◆ TASK REQUIREMENTS ◆
**a)** In the excerpt about working out to music, where did the writer take the new cassette and Walkman on vacation?
**b)** Repeat word for word the part of the excerpt about working out to music that opens with the words containing "Here's my deal, because" and closes with "me feel strong(er).".

◆ TEXT EXCERPT ◆

────────────────────────────────────────

Here's my deal, because it's going to help to share it. 

 

From the first time I heard Up To Here, I was in love with it.  It was instantaneous and I had to have it.  I was prepping to one day become a fitness instructor, and immediately took my new cassette & bright yellow Sony Walkman (yes) up to Loon Lake with me on vacation.  It was on a mountainside that this music was infused into my very soul.  It connected, deep.  It told my story, as a Canadian woman up there in the hills with the deer and the loons.

 

It also made me feel strong(er).

 

"I can get behind anything".  I really believed I could.  That driving sound propelled me and I could kick butt and take names if Gord was in the driver's seat.

 

When we had to compose our routines to be judged for a final exam of the certification, they had stock music that was put together for aerobics.  I hated it.  I could not work out to it...that was the thing with me.  I had to love the music and it was as important to my workouts as my feet moving was.

 

So I put together my own "mix".  The Cult.  G & R.  And, mostly, the Hip.

 

I wasn't sure of how it would be received.  I never have cared or been swayed by having "different" tastes in music (or anything) than others may have.   So this was no different.

 

It was a huge success and I've worked out to that mixed tape to this day.  It has never let me down, never not driven me to push a little harder.

 

I won't go into detail, but I was in a relationship for a very long time that wasn't always kind to me.  And I sought solace, bravery and strength in music.  And my workouts. 

 

I can remember crawling out of bed at 2 AM when I was riddled with anxiety, and putting on PJ and the Hip to work it all out on my stepper.  It was a little ridiculous, but it saved me in my darkest moments.

────────────────────────────────────────

◆ EXTRACTED RECORDS ◆
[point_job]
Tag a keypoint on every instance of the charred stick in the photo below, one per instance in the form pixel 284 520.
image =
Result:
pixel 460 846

────────────────────────────────────────

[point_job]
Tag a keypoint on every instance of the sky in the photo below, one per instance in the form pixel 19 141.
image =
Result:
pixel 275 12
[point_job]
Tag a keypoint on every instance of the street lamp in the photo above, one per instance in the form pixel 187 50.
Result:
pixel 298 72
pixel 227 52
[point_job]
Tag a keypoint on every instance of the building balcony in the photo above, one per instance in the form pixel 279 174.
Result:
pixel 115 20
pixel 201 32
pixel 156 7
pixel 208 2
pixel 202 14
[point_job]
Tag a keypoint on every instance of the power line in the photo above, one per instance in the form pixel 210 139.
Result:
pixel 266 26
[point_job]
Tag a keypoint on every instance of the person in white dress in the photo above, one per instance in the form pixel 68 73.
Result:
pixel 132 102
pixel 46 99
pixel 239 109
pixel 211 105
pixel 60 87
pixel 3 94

────────────────────────────────────────

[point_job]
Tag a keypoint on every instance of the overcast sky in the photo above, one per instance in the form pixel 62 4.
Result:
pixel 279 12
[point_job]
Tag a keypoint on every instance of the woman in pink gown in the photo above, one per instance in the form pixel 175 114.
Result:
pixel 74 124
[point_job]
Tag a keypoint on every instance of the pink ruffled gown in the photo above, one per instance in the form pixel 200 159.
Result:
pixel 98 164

────────────────────────────────────────

◆ EXPECTED RESPONSES ◆
**a)** Loon Lake

**b)**
Here's my deal, because it's going to help to share it. 

 

From the first time I heard Up To Here, I was in love with it.  It was instantaneous and I had to have it.  I was prepping to one day become a fitness instructor, and immediately took my new cassette & bright yellow Sony Walkman (yes) up to Loon Lake with me on vacation.  It was on a mountainside that this music was infused into my very soul.  It connected, deep.  It told my story, as a Canadian woman up there in the hills with the deer and the loons.

 

It also made me feel strong(er).